╭─ Entries shown

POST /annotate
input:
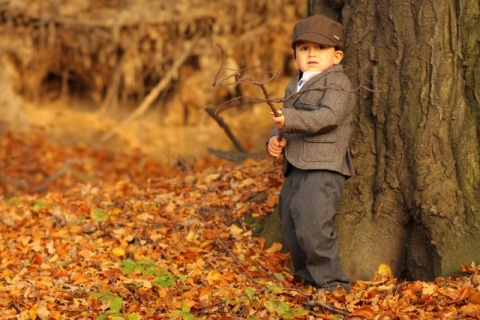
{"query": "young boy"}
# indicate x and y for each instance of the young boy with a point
(315, 124)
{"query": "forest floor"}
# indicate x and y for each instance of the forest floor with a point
(92, 234)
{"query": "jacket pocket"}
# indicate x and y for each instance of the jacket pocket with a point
(319, 148)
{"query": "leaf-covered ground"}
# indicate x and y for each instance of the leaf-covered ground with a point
(87, 234)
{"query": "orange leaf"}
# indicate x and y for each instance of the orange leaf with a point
(365, 312)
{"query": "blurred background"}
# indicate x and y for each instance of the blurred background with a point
(138, 74)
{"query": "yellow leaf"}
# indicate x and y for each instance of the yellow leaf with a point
(384, 270)
(55, 315)
(115, 211)
(429, 288)
(213, 277)
(235, 231)
(118, 252)
(33, 312)
(212, 177)
(191, 236)
(6, 273)
(276, 247)
(247, 182)
(188, 302)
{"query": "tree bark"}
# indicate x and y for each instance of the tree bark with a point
(414, 201)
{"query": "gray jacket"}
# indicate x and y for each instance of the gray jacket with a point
(317, 122)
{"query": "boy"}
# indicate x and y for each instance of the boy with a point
(315, 124)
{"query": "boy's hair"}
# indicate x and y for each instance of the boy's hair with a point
(319, 29)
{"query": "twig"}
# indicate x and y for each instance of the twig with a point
(325, 306)
(150, 98)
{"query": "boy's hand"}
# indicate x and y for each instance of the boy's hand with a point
(279, 121)
(275, 147)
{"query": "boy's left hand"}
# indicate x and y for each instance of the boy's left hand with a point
(279, 121)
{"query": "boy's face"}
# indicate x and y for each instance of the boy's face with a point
(312, 56)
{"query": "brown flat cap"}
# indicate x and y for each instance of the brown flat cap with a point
(319, 29)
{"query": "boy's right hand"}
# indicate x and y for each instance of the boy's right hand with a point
(275, 147)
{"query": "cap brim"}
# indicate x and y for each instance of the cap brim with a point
(314, 37)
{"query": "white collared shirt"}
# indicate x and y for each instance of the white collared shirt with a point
(307, 75)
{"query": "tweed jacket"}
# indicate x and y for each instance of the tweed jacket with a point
(318, 122)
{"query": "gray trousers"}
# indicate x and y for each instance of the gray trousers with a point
(307, 205)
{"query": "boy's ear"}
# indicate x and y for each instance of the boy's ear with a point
(338, 57)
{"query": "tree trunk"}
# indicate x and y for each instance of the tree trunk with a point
(414, 200)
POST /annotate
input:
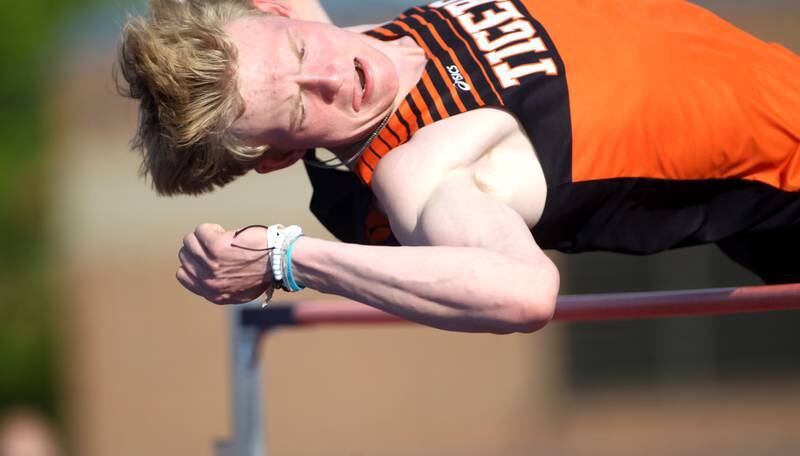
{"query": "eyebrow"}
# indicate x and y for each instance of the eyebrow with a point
(298, 115)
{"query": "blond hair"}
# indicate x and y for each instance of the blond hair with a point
(181, 66)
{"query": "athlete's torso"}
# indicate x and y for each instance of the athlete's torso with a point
(631, 108)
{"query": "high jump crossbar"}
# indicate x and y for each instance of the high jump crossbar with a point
(250, 323)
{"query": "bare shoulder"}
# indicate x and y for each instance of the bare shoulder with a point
(361, 27)
(485, 147)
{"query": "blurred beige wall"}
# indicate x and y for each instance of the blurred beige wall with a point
(147, 363)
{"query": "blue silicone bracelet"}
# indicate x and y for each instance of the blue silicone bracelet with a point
(289, 276)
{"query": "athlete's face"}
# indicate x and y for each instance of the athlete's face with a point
(308, 84)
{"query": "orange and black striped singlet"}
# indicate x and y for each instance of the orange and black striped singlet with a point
(657, 124)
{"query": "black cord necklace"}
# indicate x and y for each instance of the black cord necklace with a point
(310, 158)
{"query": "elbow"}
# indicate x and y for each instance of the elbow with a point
(533, 307)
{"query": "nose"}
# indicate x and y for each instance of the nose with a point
(325, 80)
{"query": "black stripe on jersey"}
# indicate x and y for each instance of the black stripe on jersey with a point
(428, 99)
(417, 113)
(378, 138)
(393, 133)
(441, 84)
(550, 134)
(405, 125)
(476, 69)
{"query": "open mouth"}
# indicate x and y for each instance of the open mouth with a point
(362, 79)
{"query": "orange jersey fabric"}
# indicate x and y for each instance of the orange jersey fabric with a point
(657, 124)
(664, 89)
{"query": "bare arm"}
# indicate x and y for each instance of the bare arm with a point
(472, 266)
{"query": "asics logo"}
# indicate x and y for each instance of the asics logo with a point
(458, 80)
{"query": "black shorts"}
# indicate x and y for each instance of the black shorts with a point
(773, 255)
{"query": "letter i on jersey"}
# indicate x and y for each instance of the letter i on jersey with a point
(514, 35)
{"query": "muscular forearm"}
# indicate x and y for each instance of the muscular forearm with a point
(454, 288)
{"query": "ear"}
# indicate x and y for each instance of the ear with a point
(274, 160)
(274, 7)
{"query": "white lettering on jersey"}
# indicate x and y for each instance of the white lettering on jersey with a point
(458, 79)
(517, 36)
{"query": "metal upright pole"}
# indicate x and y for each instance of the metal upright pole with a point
(248, 423)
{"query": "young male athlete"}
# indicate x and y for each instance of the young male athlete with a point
(477, 132)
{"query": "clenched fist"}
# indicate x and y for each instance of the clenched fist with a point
(225, 267)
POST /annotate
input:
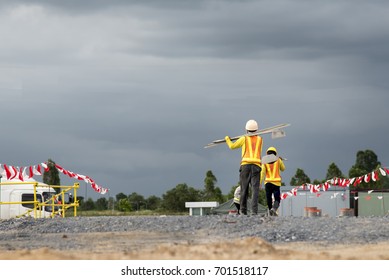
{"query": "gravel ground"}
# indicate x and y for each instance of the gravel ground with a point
(275, 230)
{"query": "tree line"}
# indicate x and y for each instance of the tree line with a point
(174, 199)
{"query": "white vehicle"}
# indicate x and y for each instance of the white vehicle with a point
(26, 198)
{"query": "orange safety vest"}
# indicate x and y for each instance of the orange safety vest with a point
(252, 151)
(273, 172)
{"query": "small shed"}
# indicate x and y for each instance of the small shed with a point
(201, 208)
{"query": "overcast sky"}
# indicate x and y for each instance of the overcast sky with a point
(129, 92)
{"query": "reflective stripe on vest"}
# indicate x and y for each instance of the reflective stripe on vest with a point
(253, 148)
(273, 172)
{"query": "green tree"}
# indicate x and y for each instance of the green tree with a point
(174, 199)
(366, 162)
(51, 177)
(88, 205)
(299, 178)
(333, 172)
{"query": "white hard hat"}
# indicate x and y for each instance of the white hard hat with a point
(251, 125)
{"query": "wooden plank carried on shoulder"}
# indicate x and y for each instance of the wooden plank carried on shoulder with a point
(272, 129)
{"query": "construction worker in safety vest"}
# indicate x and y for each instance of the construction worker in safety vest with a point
(250, 165)
(271, 175)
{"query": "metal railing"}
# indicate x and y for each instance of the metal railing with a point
(57, 202)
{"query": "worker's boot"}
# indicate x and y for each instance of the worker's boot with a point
(274, 209)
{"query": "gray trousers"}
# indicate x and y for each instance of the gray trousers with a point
(249, 175)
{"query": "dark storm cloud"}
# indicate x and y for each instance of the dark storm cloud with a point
(129, 92)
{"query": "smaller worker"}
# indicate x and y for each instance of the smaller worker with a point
(271, 174)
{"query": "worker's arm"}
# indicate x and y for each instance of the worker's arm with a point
(234, 145)
(263, 174)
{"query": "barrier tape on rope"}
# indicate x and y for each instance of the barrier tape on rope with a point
(23, 173)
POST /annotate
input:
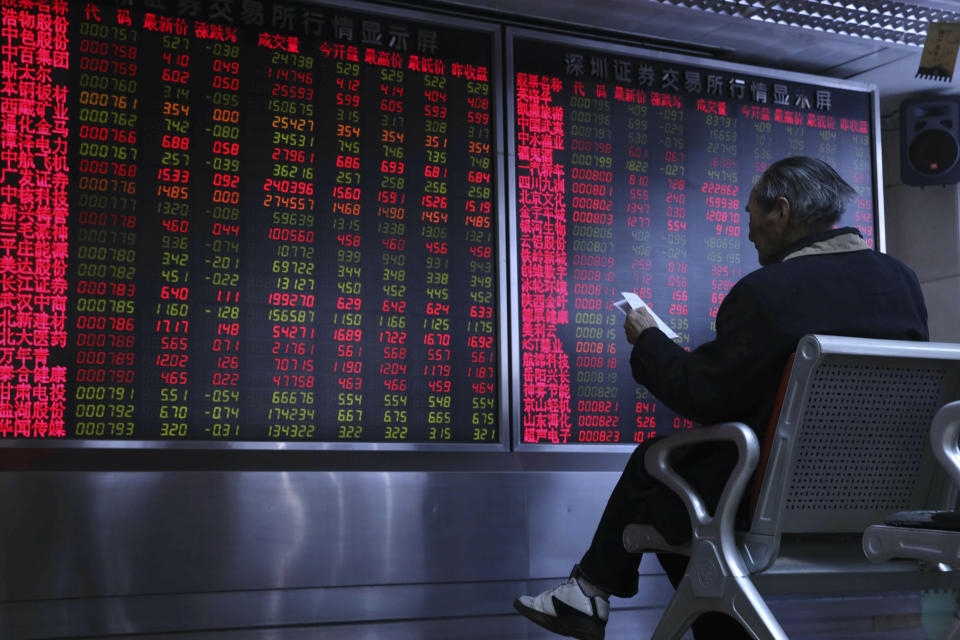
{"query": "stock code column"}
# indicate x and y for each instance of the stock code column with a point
(282, 225)
(103, 229)
(632, 175)
(406, 175)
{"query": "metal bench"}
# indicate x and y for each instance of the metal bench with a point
(849, 448)
(931, 537)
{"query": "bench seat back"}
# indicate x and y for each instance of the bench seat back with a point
(851, 443)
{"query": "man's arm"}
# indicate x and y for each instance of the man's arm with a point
(723, 379)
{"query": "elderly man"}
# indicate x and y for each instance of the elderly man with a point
(814, 279)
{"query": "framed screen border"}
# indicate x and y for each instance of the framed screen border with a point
(638, 51)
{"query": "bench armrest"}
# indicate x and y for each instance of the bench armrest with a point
(706, 525)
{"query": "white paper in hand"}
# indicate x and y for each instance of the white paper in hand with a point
(633, 301)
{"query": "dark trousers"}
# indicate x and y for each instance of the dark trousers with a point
(639, 498)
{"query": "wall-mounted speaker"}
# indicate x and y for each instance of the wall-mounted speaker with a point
(930, 141)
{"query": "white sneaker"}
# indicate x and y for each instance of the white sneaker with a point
(567, 610)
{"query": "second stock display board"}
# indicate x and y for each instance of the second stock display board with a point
(632, 173)
(284, 224)
(250, 223)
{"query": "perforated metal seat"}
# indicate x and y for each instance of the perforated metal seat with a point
(932, 537)
(848, 449)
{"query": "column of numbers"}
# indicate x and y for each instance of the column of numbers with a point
(347, 317)
(105, 240)
(434, 230)
(481, 334)
(288, 194)
(222, 262)
(392, 237)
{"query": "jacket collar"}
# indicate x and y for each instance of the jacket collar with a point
(840, 240)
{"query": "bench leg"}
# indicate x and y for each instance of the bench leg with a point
(741, 601)
(954, 632)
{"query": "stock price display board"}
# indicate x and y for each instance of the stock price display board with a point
(632, 173)
(252, 221)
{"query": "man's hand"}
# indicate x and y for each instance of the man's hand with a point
(636, 322)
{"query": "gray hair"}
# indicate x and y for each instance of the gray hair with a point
(816, 192)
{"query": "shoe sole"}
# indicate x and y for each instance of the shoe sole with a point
(582, 629)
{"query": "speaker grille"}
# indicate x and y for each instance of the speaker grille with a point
(846, 453)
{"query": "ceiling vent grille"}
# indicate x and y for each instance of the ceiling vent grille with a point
(885, 20)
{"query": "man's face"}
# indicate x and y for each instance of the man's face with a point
(766, 232)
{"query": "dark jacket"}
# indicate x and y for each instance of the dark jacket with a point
(814, 288)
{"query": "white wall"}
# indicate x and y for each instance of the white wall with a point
(923, 230)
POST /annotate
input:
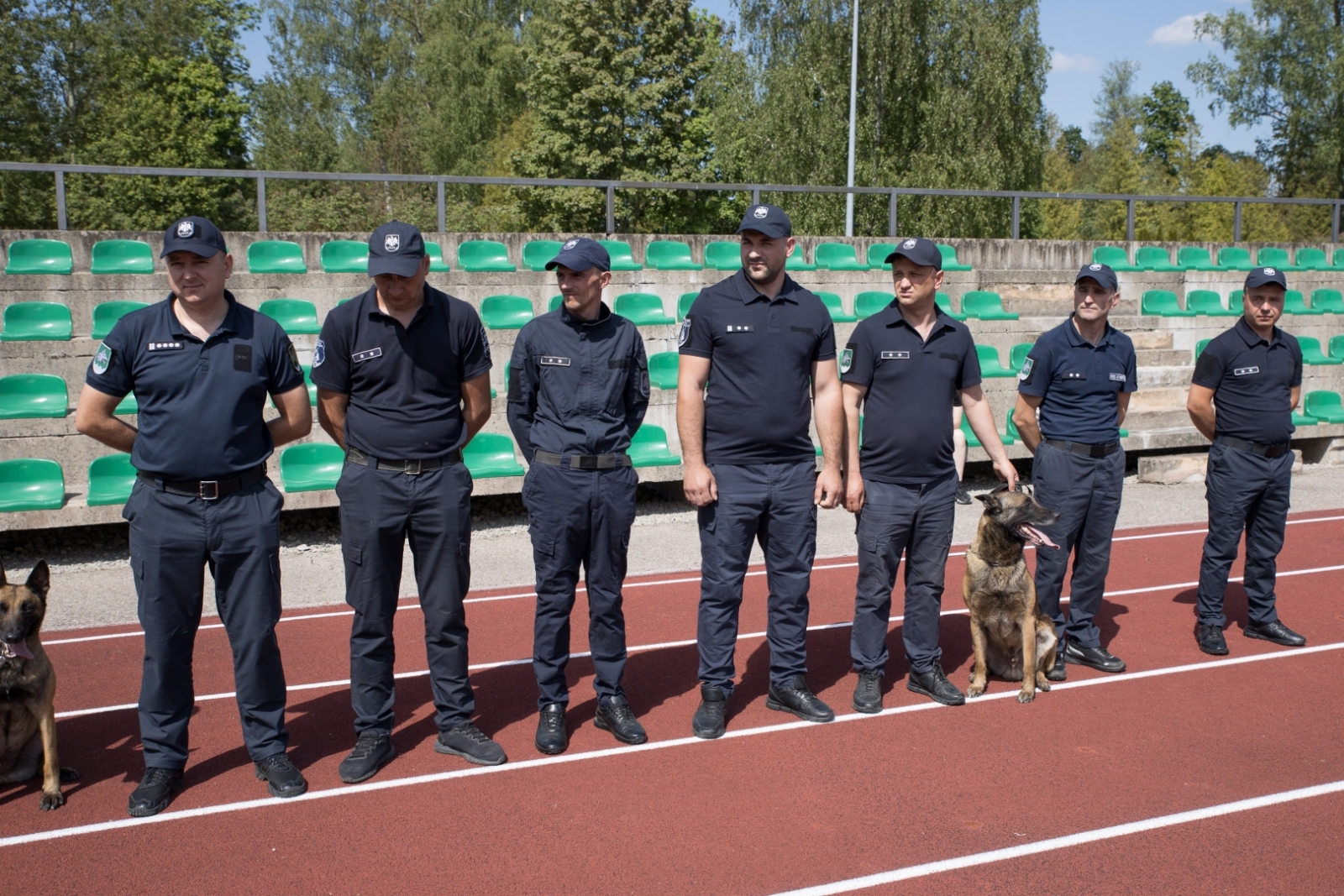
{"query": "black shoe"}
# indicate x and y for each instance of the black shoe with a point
(1093, 658)
(709, 720)
(470, 745)
(617, 718)
(155, 792)
(795, 698)
(934, 684)
(1276, 631)
(867, 694)
(373, 750)
(551, 735)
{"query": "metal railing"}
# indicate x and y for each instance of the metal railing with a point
(612, 186)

╰─

### [Work item]
Once you reach the line containing "man's face with a point", print it and every line after it exactly, through the end of the entries, without any pictures.

### [Exercise result]
# indicate x and y for each instance of the man's face with a point
(766, 232)
{"query": "dark jacket"}
# indicate x and y for each instance of the dark jacket with a point
(814, 288)
{"query": "white wall"}
# indicate x and y for each instance of the white wall with a point
(923, 230)
POST /annotate
input:
{"query": "black shoe"}
# indicate x and y for each instance of the black shoe with a point
(1093, 658)
(709, 720)
(470, 745)
(617, 718)
(155, 792)
(795, 698)
(934, 684)
(1276, 631)
(867, 694)
(373, 750)
(551, 735)
{"query": "metal railing"}
# indicate x and y for each instance of the metal railing with a point
(612, 186)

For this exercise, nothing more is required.